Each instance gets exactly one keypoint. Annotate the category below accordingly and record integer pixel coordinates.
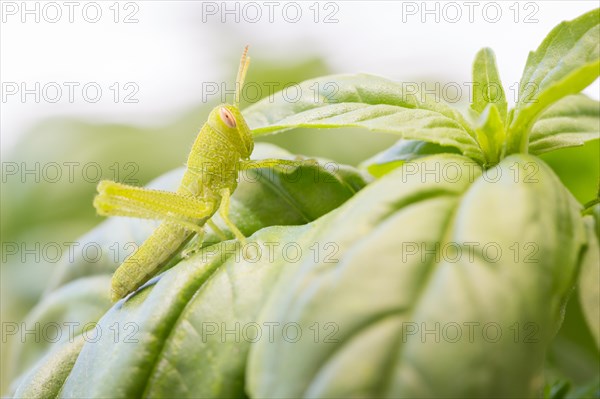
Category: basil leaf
(567, 61)
(589, 289)
(569, 122)
(401, 152)
(398, 288)
(369, 102)
(487, 87)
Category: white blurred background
(166, 49)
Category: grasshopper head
(228, 120)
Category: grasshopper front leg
(182, 215)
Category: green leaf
(566, 62)
(264, 197)
(397, 272)
(569, 122)
(589, 287)
(369, 102)
(57, 320)
(46, 379)
(401, 152)
(487, 87)
(490, 133)
(193, 326)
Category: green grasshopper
(222, 149)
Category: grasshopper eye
(227, 117)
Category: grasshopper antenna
(239, 82)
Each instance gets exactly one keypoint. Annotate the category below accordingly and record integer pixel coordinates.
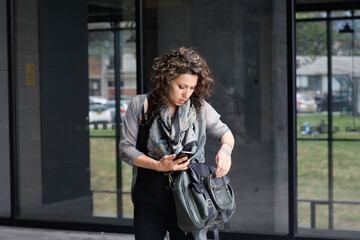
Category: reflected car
(97, 100)
(123, 107)
(341, 103)
(99, 113)
(305, 103)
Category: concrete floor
(15, 233)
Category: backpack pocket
(220, 192)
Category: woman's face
(181, 88)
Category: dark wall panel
(64, 99)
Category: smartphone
(184, 154)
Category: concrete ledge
(15, 233)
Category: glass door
(328, 128)
(112, 83)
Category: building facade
(68, 70)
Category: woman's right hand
(169, 163)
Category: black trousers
(155, 212)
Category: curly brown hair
(170, 66)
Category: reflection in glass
(312, 14)
(250, 93)
(312, 182)
(346, 185)
(311, 80)
(109, 200)
(345, 84)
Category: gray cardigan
(208, 122)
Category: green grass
(103, 177)
(313, 172)
(340, 120)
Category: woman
(172, 118)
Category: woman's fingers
(223, 164)
(169, 163)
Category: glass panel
(5, 206)
(250, 93)
(315, 14)
(312, 181)
(346, 175)
(311, 80)
(341, 13)
(345, 83)
(67, 167)
(99, 25)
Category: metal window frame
(14, 220)
(329, 139)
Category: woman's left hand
(223, 163)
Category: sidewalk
(16, 233)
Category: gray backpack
(202, 200)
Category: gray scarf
(169, 135)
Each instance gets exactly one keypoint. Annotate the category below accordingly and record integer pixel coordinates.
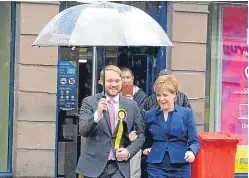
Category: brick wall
(187, 27)
(35, 93)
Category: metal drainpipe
(163, 23)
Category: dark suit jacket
(182, 135)
(99, 138)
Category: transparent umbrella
(102, 24)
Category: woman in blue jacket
(172, 141)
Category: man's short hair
(110, 67)
(126, 69)
(165, 72)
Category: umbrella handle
(104, 57)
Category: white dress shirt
(116, 108)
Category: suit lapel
(106, 118)
(123, 105)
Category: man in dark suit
(99, 124)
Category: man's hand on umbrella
(146, 151)
(133, 135)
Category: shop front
(228, 67)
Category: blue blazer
(182, 135)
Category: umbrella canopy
(102, 24)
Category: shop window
(227, 75)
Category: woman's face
(165, 99)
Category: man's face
(113, 83)
(127, 78)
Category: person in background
(139, 96)
(171, 135)
(182, 99)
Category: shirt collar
(115, 98)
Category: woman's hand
(132, 136)
(189, 156)
(146, 151)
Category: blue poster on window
(67, 85)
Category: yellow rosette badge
(121, 115)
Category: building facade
(29, 77)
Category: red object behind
(216, 158)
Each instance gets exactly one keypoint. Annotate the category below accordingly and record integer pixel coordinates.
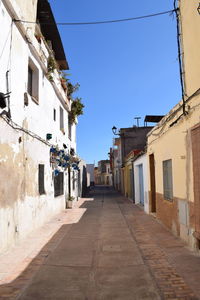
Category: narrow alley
(104, 248)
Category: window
(58, 185)
(41, 179)
(73, 180)
(167, 179)
(61, 119)
(33, 81)
(30, 81)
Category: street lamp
(198, 9)
(114, 130)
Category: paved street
(105, 248)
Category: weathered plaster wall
(174, 143)
(21, 207)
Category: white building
(35, 178)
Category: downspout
(177, 12)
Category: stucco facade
(173, 145)
(27, 178)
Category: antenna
(137, 118)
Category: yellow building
(128, 176)
(174, 144)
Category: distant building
(130, 139)
(90, 170)
(104, 174)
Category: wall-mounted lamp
(198, 8)
(114, 130)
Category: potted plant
(70, 200)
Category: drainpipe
(177, 12)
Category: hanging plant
(51, 64)
(76, 109)
(61, 160)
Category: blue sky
(124, 69)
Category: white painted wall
(21, 207)
(141, 160)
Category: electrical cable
(101, 22)
(3, 48)
(18, 127)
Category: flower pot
(69, 204)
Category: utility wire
(102, 22)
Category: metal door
(141, 184)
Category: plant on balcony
(51, 64)
(76, 109)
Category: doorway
(152, 183)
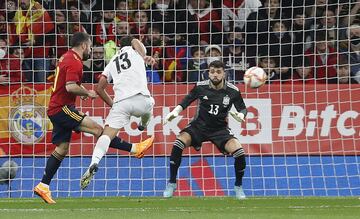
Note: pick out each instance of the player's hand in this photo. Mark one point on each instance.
(170, 117)
(240, 117)
(149, 60)
(92, 94)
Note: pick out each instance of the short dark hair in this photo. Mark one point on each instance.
(217, 64)
(126, 41)
(78, 38)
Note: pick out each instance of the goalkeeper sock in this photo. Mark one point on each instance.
(52, 165)
(101, 147)
(239, 164)
(120, 144)
(175, 159)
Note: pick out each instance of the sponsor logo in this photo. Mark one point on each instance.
(27, 118)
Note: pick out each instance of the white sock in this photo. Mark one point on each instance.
(44, 185)
(101, 147)
(133, 148)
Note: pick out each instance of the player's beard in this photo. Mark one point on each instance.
(216, 83)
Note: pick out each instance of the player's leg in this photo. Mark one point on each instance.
(60, 137)
(101, 148)
(234, 147)
(182, 141)
(145, 118)
(90, 126)
(228, 144)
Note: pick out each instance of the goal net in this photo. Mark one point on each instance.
(302, 132)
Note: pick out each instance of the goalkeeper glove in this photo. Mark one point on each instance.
(240, 117)
(173, 114)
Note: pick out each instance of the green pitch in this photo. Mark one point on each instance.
(183, 208)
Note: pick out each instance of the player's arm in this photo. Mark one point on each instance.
(100, 90)
(74, 88)
(73, 81)
(241, 109)
(140, 48)
(193, 95)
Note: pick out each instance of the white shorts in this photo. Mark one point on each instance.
(121, 111)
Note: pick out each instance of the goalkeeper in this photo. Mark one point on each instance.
(216, 97)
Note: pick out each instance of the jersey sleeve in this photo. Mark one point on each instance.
(193, 95)
(74, 73)
(239, 103)
(107, 72)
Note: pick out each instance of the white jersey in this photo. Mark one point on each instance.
(127, 70)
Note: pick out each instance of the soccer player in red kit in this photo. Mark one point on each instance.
(66, 118)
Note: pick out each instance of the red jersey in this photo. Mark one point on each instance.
(70, 68)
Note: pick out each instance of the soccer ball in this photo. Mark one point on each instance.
(255, 77)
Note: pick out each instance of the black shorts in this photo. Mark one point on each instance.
(64, 122)
(200, 135)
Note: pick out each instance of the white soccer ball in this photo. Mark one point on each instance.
(255, 77)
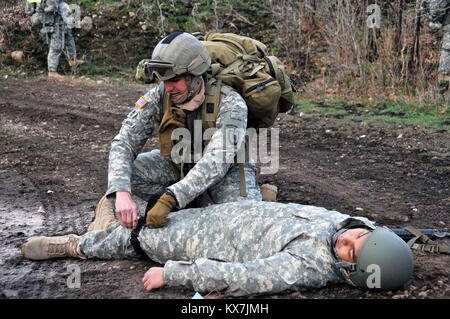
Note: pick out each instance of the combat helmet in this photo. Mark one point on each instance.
(178, 53)
(385, 262)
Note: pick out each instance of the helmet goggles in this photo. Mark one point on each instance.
(163, 70)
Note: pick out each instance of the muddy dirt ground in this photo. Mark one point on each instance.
(54, 144)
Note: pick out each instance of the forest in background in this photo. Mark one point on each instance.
(327, 46)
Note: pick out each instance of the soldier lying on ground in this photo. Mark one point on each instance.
(247, 248)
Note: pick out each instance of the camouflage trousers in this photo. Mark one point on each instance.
(444, 64)
(58, 41)
(152, 173)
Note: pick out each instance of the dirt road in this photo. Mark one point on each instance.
(54, 144)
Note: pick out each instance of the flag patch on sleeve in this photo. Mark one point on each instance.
(141, 102)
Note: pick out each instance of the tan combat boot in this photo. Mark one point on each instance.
(41, 248)
(269, 192)
(76, 62)
(56, 76)
(104, 215)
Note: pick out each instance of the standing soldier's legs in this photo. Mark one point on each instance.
(71, 49)
(444, 64)
(70, 45)
(229, 188)
(54, 52)
(152, 173)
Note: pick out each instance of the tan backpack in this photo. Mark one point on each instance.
(242, 63)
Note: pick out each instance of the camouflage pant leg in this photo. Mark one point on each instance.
(152, 173)
(229, 190)
(70, 45)
(111, 243)
(55, 50)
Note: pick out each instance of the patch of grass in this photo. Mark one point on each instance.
(385, 113)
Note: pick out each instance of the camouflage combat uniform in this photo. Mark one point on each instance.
(245, 247)
(149, 173)
(57, 27)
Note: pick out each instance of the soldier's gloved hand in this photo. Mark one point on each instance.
(158, 216)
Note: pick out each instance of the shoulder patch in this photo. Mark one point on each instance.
(141, 102)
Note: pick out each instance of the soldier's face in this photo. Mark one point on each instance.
(349, 243)
(176, 86)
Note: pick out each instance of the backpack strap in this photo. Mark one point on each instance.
(210, 111)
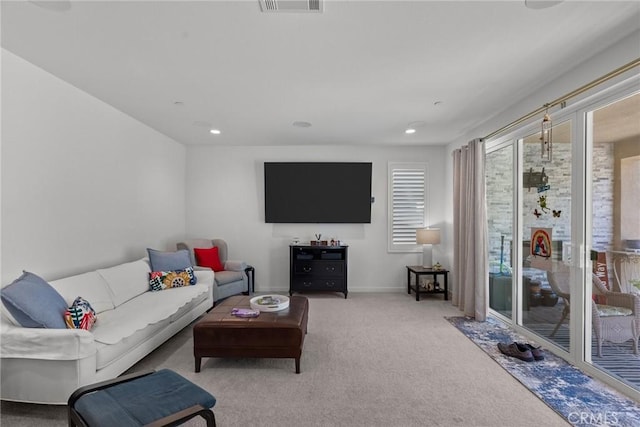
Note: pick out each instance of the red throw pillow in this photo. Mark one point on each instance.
(208, 257)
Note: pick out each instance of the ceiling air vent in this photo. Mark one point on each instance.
(298, 6)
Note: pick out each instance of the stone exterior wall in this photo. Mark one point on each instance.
(499, 183)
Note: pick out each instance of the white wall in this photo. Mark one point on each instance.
(83, 185)
(225, 198)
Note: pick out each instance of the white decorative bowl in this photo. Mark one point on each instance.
(266, 303)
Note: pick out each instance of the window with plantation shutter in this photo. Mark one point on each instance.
(407, 205)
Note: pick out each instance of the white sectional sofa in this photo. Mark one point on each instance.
(42, 365)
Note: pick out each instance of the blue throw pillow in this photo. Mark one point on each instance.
(34, 303)
(169, 261)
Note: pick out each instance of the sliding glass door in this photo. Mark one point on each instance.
(500, 228)
(564, 233)
(613, 133)
(546, 234)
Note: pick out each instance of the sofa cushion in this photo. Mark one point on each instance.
(126, 281)
(208, 257)
(161, 280)
(34, 303)
(145, 310)
(80, 315)
(169, 261)
(90, 285)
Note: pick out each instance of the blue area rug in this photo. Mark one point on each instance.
(577, 397)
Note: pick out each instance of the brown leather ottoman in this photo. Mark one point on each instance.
(271, 334)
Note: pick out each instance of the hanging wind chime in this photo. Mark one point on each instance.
(545, 136)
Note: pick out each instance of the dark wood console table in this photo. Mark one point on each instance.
(418, 271)
(318, 268)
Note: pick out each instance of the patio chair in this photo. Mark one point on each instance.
(615, 321)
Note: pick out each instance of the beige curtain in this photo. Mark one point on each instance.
(470, 257)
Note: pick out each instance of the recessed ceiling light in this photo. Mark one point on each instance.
(541, 4)
(56, 6)
(302, 124)
(202, 124)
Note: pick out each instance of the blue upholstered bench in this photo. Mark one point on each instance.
(156, 398)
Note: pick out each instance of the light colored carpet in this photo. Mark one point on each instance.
(370, 360)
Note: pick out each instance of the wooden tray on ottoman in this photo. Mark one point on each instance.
(271, 334)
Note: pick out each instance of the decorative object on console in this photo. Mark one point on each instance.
(427, 237)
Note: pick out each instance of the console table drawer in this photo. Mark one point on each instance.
(319, 268)
(318, 284)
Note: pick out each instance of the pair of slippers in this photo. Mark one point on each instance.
(522, 351)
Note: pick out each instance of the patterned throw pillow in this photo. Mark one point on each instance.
(80, 315)
(160, 280)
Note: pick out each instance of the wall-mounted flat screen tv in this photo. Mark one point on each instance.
(317, 192)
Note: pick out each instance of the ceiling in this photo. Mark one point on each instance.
(359, 72)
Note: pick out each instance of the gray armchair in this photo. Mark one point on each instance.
(230, 281)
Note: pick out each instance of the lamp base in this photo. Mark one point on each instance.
(427, 259)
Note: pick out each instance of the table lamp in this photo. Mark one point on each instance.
(427, 237)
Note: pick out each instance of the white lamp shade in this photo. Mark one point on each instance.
(428, 236)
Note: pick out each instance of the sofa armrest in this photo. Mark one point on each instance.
(47, 344)
(233, 265)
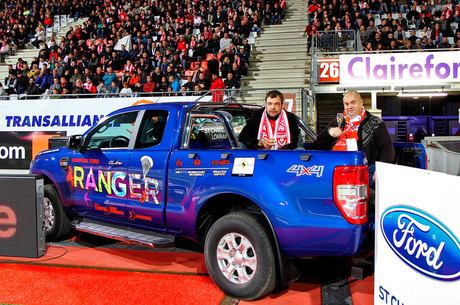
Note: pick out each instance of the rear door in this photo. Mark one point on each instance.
(97, 173)
(201, 163)
(147, 170)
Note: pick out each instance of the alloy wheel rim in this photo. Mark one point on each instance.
(236, 258)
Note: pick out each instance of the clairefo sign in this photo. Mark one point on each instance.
(400, 68)
(417, 248)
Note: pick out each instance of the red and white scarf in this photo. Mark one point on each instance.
(281, 134)
(350, 131)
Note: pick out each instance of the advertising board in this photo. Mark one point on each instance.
(26, 125)
(399, 68)
(417, 248)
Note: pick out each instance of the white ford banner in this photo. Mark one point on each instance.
(417, 248)
(400, 68)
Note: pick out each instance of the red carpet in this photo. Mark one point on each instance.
(30, 284)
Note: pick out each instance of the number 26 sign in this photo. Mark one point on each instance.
(328, 70)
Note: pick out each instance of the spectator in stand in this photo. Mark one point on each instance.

• TASK BRIEF
Repeat only the stretch of lines starting at the one containing "Note: pick out each instance of the advertising" and running to the final line of the entries above.

• COMPLETED EXERCISE
Note: pick out each instance of the advertising board in this photo. Mark one point on each instance.
(26, 125)
(399, 68)
(417, 248)
Note: pick out each instance of the white ford banner in this photo. Mark one point on each instance.
(417, 248)
(400, 68)
Note: pick out each instance of the red carpet in this photo. Mark one point on each instance.
(30, 284)
Note: pick out each instance of the number 26 sign in this photo. Mark one point on each instance.
(328, 70)
Note: pick out each instance of the spectator in stand in this photo. Mark one point on each instance.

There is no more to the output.